Data items ->
________
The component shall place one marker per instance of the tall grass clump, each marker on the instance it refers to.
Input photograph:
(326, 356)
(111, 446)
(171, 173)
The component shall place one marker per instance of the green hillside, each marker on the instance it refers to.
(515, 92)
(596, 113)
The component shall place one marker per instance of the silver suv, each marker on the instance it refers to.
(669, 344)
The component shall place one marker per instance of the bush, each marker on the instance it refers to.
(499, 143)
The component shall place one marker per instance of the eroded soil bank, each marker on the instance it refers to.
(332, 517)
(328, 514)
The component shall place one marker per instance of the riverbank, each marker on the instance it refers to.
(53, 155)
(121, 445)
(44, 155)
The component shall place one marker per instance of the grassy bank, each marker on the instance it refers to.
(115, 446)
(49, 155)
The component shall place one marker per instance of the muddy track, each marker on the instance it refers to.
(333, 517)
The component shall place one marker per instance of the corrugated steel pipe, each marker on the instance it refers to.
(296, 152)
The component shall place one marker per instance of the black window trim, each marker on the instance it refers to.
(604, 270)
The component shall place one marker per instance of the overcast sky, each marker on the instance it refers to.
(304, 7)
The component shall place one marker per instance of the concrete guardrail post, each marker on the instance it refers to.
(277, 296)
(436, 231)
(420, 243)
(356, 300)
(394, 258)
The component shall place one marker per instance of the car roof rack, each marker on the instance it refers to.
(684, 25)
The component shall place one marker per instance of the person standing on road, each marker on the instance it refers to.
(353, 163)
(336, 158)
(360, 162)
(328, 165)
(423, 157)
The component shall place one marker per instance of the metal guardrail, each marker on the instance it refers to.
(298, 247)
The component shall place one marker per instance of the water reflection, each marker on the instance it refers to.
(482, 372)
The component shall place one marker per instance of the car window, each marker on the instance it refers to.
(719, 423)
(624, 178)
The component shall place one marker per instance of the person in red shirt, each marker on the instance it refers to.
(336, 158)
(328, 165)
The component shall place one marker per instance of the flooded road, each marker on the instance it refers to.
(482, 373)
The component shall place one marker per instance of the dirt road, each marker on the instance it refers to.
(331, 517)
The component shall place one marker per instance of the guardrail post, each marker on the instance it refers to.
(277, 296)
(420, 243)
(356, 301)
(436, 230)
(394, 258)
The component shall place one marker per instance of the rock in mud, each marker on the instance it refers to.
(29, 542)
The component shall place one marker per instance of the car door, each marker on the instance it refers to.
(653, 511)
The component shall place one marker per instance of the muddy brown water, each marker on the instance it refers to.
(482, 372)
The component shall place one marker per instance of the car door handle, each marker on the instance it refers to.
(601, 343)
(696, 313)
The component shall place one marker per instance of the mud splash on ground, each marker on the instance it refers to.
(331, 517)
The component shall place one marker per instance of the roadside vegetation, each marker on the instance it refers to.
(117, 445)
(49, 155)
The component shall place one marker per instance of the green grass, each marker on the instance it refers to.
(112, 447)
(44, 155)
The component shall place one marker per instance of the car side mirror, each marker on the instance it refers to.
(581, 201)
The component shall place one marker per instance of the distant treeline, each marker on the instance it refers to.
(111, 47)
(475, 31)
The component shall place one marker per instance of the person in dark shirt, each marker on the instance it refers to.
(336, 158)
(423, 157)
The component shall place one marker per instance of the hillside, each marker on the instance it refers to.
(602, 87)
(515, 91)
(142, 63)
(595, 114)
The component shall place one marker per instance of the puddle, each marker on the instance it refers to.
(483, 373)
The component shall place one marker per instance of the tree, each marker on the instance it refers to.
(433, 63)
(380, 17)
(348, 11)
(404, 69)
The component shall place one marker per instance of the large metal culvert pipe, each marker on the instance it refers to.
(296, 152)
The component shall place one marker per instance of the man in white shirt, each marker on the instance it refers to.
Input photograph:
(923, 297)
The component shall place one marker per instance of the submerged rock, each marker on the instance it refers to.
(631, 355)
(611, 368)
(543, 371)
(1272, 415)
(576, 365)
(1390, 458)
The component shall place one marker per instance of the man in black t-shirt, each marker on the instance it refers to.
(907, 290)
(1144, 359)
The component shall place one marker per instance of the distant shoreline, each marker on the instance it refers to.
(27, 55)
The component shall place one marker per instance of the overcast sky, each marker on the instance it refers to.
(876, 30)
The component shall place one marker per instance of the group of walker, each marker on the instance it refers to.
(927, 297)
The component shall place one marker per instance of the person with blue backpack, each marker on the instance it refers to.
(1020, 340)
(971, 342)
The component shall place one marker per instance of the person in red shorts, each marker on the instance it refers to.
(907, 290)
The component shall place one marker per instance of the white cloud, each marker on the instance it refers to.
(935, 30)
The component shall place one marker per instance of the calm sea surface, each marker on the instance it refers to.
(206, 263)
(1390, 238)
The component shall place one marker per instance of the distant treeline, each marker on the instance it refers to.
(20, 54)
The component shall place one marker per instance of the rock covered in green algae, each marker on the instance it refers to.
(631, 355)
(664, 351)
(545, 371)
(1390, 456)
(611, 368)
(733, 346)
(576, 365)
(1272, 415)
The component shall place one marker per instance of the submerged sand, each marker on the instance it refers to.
________
EXERCISE BRIEF ->
Transcribe every line of the data, exactly as it stands.

FINAL RESULT ->
The component shall place one marker per instance of the tall grass clump, each marker on the instance it refers to.
Input photograph:
(326, 356)
(111, 446)
(171, 173)
The component shall place one marker per instance of the green hillside, each marker on the instance it refers to.
(515, 92)
(596, 113)
The component shall place one marker per instance of the silver suv, each marker on the instance it refers to.
(669, 344)
The component shall place one marker per instance of the bush, each marker on the instance it refers to.
(499, 143)
The component shall place one marker per instance of the eroded soil bank, each marker on the instance it refers to.
(332, 517)
(328, 514)
The component shall place one marker per instance of the riverbank, each marker on the instance it refers to.
(53, 155)
(121, 445)
(44, 155)
The component shall place one marker per instance of the grassy bank, each marker on the instance it refers to.
(115, 446)
(49, 155)
The component shall place one marker per instance of the muddy track, each marker on the instance it refers to.
(333, 517)
The component shall place one marker per instance of the corrugated steel pipe, each marker on the instance it refers to.
(296, 152)
The component shall place one marker per instance of the black window trim, each marker on the instance it refers to.
(604, 270)
The component shall place one marker per instance of the overcast sky, each marker on the instance it refers to.
(304, 7)
The component shall place one marker per instance of the concrete guardrail post, each marker on the instance it refers to.
(277, 296)
(436, 231)
(420, 243)
(356, 300)
(394, 258)
The component shall place one marker per instance of the car roof rack, each marker on the instance it refers to.
(684, 25)
The component shall place one marker per instance of the person standing on road, each marker on the instance it refers to.
(353, 163)
(336, 158)
(360, 162)
(328, 165)
(423, 157)
The component shall place one marker per instance of the metal guardrail, each marker on the instance it refers to.
(298, 247)
The component shall place one marker per instance of the water reflection, each marker on the instance it refers to.
(482, 372)
The component shall place one marker per instance of the car window, each marker on the instance it refers to.
(719, 423)
(624, 178)
The component shall place one marker per instance of the person in red shirt, each marker on the instance it refers to.
(336, 158)
(328, 165)
The component shall place one marker per instance of the flooded road, each marker on the instance it refers to.
(482, 373)
The component shall place one marker per instance of the dirt road, each marker on the instance it refers to.
(331, 517)
The component shall place one marker per instance of the guardrail post, each marker on the instance it refers to.
(277, 296)
(420, 243)
(356, 301)
(436, 230)
(394, 258)
The component shall place one marker per instance of the rock in mud, each marker on the instance it refers to.
(29, 542)
The component shall place one marker per instance of the car door, each marker on the instance it refers to.
(653, 511)
The component shall place one marker per instance of the muddy brown water, each marker on the instance it refers to.
(482, 372)
The component shall place one marker per instance of the car door handle, each marker on the instance it refers to.
(601, 343)
(696, 313)
The component shall place one marker per instance of the mud splash on ground, each marker on the instance it refers to.
(331, 517)
The component shall place one marker per instance of the roadside vegetation, each marker on the instance it refers to.
(117, 445)
(49, 155)
The component shall place one marker per instance of the green grass, each marker on the instance it refers to.
(112, 447)
(44, 155)
The component shall place one marker per instance of the car side mirror, each marker on the instance it refers to.
(581, 201)
The component shall place one marker per instance of the distant treeline, each marker on the instance it refers to.
(111, 47)
(475, 31)
The component shall place one marker per instance of the person in dark shirt, each marker on the instance it refers to.
(336, 158)
(423, 157)
The component shall place one marker per instance of the hillside, each marker on the instance it refers to.
(602, 87)
(515, 91)
(142, 63)
(595, 114)
The component shall place one marker per instance of the puddle, each marker on the instance it refers to.
(483, 373)
The component shall place one marker per instance of the tree, each marker on the instance it refers to.
(433, 63)
(380, 17)
(348, 11)
(404, 69)
The component shall place one marker per instance of the large metal culvert pipe, each marker on the instance it refers to.
(296, 152)
The component shall place one marker per instance of the man in white shirt, each marker on the instance it refers to.
Input photograph:
(923, 297)
The component shall place one marker per instance of the submerged rock, each marker on the instance it refers to.
(631, 355)
(611, 368)
(543, 371)
(1272, 415)
(576, 365)
(1390, 458)
The component shall place one marker per instance of the man in black t-shirt, each marker on the instance it refers to.
(907, 290)
(1144, 359)
The component shall place one marker per instance of the distant shoreline, each marker on the instance it refers to.
(27, 55)
The component shall place one marker per instance of the overcast sky, each marker on the instance it refers to.
(876, 30)
The component shall place one marker per instance of the group of walker, each marker on the instance it refers to.
(927, 297)
The component shall place one marker per instance of the person with blue backpack, each marker on the instance it refers to.
(1020, 340)
(971, 342)
The component shall place one marker per instance of the person in red shorts, each marker on the instance it refers to.
(907, 290)
The component shall place one marker per instance of the white cloud, each marker on the instance it refers to.
(935, 30)
The component shall place one marker per instance of the calm sea surface, each marker on the instance it refers to.
(206, 263)
(1390, 238)
The component shall place one marker per instance of the distant treeline, each marker on the instance it refers to.
(20, 54)
The component shall place one marker per instance of the rock covered in green algae, each marker on the instance it refers to.
(631, 355)
(664, 351)
(545, 371)
(1390, 456)
(611, 368)
(733, 346)
(576, 365)
(1272, 415)
The component shall place one marker per instance of the submerged sand, each marker on the instance it refers to.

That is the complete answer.